#### Document passage:
>> begin

# RIP Roxas



## serenityroyal (Mar 8, 2010)

Well lost my favorite fishy this afternoon. Really sucks cus I did everything I could to save...even though him dying was probably my fault in the first place T_T. He was my first betta too, bought him at petco. He was a sick little fish then just perked up and had tons of personality that I didn't know fish had! Even though he died I'm still glad I rescued him from petco and had such a funny little pet . Even though I'm having some issues keep fish alive at school...I swear there is something wrong with the stupid water >_< I'm gonna keep rescuing bettas from the pet stores and giving the best home I can


----------



## bettalover2033 (Feb 17, 2010)

Good job and R.I.P. Roxas!!


----------



## serenityroyal (Mar 8, 2010)

Oh I love your picture what a cute fishy ^^!!


----------



## nochoramet (Oct 2, 2009)

I'm sorry you lost him. Sometimes there is nothing you can do, other than love them the time you have them. RIP Roxas.


----------



## dramaqueen (Jul 7, 2008)

I'm so sorry about Roxas.


----------



## serenityroyal (Mar 8, 2010)

Didn't know how much I'd miss the little guy  every time I came back from class, because he was at school with me, he'd swim up to the front of the tank and wiggle around like he was saying "Hi" and it's sad to see an empty tank on my desk with no fish in it


----------



## bettalover2033 (Feb 17, 2010)

>> end

#### Given entries:

>> begin

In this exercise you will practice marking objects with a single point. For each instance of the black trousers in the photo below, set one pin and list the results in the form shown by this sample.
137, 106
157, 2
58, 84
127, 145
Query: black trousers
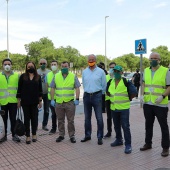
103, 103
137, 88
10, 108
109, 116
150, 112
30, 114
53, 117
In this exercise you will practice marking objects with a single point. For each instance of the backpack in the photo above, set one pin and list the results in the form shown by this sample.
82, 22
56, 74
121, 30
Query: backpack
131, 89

>> end
>> begin

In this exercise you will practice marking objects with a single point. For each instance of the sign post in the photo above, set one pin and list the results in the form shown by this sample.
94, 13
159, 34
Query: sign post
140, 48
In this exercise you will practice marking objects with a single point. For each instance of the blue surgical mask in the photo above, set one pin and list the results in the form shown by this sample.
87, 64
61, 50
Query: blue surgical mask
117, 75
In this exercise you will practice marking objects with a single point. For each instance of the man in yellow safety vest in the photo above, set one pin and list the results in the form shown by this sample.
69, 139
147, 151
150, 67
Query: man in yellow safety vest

>> end

#### Work instructions:
1/ Reproduce the passage from the thread about Roxas, starting at "## nochoramet (Oct" and ending at "sorry about Roxas.".
2/ Answer these questions from the thread about Roxas, one answer per line.
(a) At which store was Roxas bought?
(b) What kind of fish was Roxas?
(c) What did Roxas do each time serenityroyal came back from class?
3/ Extend the thread about Roxas, picking up right after its final line.

#### Task-by-task answers:
1/
## nochoramet (Oct 2, 2009)

I'm sorry you lost him. Sometimes there is nothing you can do, other than love them the time you have them. RIP Roxas.


----------



## dramaqueen (Jul 7, 2008)

I'm so sorry about Roxas.

2/
(a) Petco.
(b) A betta.
(c) He swam up to the front of the tank and wiggled around as if saying "Hi."

3/
serenityroyal said:


> Didn't know how much I'd miss the little guy  every time I came back from class, because he was at school with me, he'd swim up to the front of the tank and wiggle around like he was saying "Hi" and it's sad to see an empty tank on my desk with no fish in it


How did he die an how is he in school with you?


----------



## Kitty Whiskers (Sep 28, 2009)

Sorry to hear that your Betta Roxas died *Hugs* And yes you keep right on saving the fishies from the store that need a good home to save their lives!


----------



## serenityroyal (Mar 8, 2010)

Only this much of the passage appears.